Top of DATA
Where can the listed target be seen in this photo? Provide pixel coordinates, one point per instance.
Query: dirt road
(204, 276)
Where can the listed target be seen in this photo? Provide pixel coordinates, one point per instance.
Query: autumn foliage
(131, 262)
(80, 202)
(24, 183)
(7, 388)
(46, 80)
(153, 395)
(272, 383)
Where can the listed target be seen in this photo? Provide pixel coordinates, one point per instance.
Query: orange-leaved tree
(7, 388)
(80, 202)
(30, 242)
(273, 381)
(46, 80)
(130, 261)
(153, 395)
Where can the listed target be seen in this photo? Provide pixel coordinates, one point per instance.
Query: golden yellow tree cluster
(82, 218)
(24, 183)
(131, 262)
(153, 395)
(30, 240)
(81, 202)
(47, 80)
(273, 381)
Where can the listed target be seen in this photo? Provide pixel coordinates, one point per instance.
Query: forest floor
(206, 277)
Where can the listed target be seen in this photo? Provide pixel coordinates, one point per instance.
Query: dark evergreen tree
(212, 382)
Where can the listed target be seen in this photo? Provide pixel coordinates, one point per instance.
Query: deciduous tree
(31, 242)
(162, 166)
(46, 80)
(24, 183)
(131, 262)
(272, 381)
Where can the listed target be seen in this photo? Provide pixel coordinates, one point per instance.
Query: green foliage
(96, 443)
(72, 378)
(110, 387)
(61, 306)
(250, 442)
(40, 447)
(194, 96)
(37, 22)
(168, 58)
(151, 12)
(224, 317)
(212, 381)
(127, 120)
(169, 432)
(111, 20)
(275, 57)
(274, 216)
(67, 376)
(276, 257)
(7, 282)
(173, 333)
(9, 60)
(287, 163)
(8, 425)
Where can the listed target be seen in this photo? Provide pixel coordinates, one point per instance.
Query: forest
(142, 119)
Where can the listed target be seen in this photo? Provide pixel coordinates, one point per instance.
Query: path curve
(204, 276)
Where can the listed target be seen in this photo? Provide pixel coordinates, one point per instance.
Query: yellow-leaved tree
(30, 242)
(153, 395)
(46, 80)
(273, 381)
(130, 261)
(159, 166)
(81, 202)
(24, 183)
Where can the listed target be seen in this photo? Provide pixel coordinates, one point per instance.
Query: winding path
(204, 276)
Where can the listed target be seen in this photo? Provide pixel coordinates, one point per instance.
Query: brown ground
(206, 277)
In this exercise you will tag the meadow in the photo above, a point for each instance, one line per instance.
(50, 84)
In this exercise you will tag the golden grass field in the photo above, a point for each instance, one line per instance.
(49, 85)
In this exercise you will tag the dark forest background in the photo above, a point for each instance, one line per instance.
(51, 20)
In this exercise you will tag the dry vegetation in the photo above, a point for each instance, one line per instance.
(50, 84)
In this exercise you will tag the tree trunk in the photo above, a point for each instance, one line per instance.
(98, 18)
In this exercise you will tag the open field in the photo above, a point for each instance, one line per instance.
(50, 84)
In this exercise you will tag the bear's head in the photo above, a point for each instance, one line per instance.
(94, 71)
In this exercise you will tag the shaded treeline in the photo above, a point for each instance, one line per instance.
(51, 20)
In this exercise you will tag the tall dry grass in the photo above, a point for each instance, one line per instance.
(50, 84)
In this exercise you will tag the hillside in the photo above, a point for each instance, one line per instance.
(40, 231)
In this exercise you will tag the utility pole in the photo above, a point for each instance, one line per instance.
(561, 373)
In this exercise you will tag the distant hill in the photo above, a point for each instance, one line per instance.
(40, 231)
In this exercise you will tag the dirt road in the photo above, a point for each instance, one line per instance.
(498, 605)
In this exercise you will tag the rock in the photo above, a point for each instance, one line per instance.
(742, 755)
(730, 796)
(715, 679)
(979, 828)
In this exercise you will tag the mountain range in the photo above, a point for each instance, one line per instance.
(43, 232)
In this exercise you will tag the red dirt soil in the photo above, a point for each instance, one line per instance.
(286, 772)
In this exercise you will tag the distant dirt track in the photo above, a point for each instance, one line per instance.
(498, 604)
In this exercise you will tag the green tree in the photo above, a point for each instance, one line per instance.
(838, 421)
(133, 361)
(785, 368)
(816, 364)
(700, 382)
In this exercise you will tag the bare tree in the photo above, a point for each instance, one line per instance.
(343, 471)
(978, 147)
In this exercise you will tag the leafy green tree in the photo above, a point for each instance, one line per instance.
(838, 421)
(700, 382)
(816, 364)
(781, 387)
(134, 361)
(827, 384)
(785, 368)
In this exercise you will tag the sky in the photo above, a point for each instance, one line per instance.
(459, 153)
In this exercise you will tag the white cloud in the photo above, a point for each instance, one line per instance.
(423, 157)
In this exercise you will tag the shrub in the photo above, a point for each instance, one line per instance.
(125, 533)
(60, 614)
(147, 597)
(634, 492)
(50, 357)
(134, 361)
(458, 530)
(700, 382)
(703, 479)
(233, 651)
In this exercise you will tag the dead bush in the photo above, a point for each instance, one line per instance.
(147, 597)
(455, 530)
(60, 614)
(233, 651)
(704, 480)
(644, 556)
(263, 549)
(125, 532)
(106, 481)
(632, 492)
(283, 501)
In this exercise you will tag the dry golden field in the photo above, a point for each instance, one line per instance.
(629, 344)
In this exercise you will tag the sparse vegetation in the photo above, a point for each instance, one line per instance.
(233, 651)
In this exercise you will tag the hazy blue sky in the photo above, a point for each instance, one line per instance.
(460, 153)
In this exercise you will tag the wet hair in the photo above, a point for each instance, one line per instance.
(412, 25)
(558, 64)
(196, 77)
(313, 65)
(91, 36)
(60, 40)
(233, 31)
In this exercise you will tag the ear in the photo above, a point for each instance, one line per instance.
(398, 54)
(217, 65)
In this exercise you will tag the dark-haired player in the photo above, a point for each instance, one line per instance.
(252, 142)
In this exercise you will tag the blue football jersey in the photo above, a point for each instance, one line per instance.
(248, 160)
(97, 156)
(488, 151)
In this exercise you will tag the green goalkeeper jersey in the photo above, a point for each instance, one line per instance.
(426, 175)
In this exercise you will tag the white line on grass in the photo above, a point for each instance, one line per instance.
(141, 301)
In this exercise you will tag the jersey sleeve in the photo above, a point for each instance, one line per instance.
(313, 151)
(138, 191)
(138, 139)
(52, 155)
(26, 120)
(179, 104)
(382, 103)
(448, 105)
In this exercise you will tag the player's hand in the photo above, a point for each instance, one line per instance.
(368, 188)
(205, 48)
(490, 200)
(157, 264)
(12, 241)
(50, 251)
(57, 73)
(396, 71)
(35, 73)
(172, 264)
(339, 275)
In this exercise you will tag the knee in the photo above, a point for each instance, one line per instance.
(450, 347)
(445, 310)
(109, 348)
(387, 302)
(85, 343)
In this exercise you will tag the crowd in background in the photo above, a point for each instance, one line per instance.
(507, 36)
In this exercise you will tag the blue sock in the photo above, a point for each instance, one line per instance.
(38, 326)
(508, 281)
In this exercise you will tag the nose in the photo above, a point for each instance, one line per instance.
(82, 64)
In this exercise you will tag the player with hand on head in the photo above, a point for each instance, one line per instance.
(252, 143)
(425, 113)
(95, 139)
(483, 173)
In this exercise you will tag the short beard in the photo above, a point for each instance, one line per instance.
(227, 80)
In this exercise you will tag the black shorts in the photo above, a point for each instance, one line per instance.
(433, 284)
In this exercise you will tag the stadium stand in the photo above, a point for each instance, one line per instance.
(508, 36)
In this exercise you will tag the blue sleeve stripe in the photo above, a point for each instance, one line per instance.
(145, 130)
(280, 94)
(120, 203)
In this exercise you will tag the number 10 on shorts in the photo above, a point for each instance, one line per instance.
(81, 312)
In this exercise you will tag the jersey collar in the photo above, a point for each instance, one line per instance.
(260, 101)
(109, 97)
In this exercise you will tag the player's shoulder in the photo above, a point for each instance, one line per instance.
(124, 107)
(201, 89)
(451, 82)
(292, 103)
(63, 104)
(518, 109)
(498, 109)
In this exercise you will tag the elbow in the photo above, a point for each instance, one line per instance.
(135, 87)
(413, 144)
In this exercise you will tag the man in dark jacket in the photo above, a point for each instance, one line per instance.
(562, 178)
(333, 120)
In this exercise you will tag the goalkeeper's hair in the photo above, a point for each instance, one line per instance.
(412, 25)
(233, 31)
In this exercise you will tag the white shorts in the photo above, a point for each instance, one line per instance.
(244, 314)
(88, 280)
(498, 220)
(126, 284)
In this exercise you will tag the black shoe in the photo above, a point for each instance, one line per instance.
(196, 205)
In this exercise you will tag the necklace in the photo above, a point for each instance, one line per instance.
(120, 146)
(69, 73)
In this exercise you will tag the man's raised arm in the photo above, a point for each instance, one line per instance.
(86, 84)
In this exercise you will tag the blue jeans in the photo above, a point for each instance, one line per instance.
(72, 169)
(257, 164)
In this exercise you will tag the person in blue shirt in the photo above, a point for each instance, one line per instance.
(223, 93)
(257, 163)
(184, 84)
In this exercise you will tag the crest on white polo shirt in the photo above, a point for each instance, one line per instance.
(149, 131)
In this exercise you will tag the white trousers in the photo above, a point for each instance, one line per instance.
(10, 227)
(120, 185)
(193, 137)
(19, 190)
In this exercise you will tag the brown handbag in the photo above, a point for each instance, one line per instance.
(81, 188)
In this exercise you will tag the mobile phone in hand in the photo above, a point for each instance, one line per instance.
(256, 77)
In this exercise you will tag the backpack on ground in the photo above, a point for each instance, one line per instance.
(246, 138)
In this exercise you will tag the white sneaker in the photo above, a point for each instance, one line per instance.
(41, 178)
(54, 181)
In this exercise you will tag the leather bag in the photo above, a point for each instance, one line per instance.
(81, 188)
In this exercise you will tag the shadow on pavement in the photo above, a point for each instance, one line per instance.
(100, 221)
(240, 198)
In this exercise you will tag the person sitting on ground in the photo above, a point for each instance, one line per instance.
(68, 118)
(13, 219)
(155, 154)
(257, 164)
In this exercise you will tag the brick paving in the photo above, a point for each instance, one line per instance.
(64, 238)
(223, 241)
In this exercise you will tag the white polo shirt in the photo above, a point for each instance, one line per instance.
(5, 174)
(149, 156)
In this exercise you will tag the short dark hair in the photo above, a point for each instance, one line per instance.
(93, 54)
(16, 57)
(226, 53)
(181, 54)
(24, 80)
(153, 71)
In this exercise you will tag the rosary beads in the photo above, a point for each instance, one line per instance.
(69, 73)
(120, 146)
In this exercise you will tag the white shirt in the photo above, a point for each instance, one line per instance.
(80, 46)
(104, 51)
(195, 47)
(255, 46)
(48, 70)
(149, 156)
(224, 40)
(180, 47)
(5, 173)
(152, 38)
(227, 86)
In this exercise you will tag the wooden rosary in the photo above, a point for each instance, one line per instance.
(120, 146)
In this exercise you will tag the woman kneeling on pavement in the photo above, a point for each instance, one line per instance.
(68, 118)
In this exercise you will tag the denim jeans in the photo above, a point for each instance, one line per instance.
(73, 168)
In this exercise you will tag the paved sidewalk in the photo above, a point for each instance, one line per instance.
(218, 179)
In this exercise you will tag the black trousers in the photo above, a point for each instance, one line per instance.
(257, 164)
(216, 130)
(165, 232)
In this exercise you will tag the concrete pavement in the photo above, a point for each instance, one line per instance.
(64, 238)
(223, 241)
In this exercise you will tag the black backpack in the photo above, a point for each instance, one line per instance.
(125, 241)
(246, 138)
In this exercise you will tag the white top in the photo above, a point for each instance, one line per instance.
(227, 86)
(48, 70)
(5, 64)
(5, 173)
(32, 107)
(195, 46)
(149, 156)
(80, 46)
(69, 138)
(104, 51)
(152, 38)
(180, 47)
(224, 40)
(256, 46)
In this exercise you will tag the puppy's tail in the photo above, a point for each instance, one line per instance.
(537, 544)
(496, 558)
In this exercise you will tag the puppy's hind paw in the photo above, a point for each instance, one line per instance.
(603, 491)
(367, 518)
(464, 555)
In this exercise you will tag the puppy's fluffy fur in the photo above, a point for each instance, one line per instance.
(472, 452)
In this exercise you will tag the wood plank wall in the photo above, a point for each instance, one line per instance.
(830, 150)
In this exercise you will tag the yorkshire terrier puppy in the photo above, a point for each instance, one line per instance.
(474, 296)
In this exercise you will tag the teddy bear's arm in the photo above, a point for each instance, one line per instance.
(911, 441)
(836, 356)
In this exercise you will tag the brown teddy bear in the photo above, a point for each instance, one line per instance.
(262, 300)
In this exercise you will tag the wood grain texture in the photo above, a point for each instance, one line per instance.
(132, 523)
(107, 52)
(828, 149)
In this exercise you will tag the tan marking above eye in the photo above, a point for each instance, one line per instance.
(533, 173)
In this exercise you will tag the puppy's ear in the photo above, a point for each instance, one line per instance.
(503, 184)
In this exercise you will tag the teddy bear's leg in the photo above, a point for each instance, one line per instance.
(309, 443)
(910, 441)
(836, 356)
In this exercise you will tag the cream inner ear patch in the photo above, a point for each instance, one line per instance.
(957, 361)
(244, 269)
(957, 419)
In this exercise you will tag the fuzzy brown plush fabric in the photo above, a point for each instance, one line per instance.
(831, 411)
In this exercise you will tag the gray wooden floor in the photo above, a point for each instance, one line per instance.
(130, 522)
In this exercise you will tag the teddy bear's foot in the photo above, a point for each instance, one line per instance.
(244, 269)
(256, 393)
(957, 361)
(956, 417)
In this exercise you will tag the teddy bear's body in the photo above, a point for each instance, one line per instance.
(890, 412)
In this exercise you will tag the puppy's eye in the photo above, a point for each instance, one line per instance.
Bottom of DATA
ACTIVITY:
Could you output the lines above, exactly as written, from the one containing "In this exercise you will tag the fuzzy" through the last, with both ends included and no others?

RESULT OF THE EXERCISE:
In this exercise you will tag the fuzzy brown plush fabric in the photo above, a point for each instance, one line per instance.
(831, 411)
In this exercise you will tag the gray wooden floor in the photo above, a point for each instance, one line per instance.
(130, 522)
In this exercise you will tag the teddy bear's foot in the photo above, a point for each instance, one line per instance.
(244, 269)
(256, 393)
(957, 361)
(956, 417)
In this exercise you will tag the teddy bear's body in the photo above, a point for each instance, one line per instance.
(890, 412)
In this exercise you will tag the puppy's eye in the photo above, a point for each instance, one line per instance.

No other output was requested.